- _Problem to work on_
Convert the stretch from the line containing "man's forehead, put" through the final line into a JSON list of strings, one string per line, leaving out blank lines and everything before that stretch.

──────── Exercise inputs

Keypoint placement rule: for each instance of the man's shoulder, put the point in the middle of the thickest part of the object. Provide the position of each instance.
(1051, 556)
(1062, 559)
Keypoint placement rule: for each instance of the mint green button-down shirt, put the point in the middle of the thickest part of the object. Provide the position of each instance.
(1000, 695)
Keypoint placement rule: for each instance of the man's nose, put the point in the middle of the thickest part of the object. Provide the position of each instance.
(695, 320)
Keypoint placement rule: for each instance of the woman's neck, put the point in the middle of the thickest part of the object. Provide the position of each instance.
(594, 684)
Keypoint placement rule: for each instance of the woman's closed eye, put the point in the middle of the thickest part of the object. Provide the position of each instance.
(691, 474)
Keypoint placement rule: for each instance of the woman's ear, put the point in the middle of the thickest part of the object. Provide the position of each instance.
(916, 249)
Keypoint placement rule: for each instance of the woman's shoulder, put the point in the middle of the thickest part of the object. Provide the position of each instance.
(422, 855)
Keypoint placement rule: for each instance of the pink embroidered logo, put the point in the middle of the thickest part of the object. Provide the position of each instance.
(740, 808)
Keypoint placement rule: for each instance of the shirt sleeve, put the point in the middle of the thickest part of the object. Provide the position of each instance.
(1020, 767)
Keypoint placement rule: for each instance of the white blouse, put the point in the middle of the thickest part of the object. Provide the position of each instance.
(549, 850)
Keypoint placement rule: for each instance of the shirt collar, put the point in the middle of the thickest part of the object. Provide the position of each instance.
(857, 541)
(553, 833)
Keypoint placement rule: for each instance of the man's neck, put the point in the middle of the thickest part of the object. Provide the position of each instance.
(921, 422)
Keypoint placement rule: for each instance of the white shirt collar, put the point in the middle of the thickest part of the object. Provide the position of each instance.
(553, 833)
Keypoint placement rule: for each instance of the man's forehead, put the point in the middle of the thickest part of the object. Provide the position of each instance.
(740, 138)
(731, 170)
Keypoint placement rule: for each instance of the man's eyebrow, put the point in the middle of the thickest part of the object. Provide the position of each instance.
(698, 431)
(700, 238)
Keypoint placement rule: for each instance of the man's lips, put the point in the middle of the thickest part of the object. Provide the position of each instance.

────────────────

- _Problem solution_
[
  "Keypoint placement rule: for each instance of the man's forehead, put the point in the middle of the thickest part of the object. Provide the position of each instance.",
  "(740, 138)",
  "(731, 170)",
  "Keypoint placement rule: for each instance of the man's eyebrow, put the point in the middle of the thickest part of the object. Provide the position of each instance.",
  "(698, 431)",
  "(700, 238)",
  "Keypoint placement rule: for each instance of the man's lips, put the point in the middle of the thickest part of the object. Provide the position of each instance."
]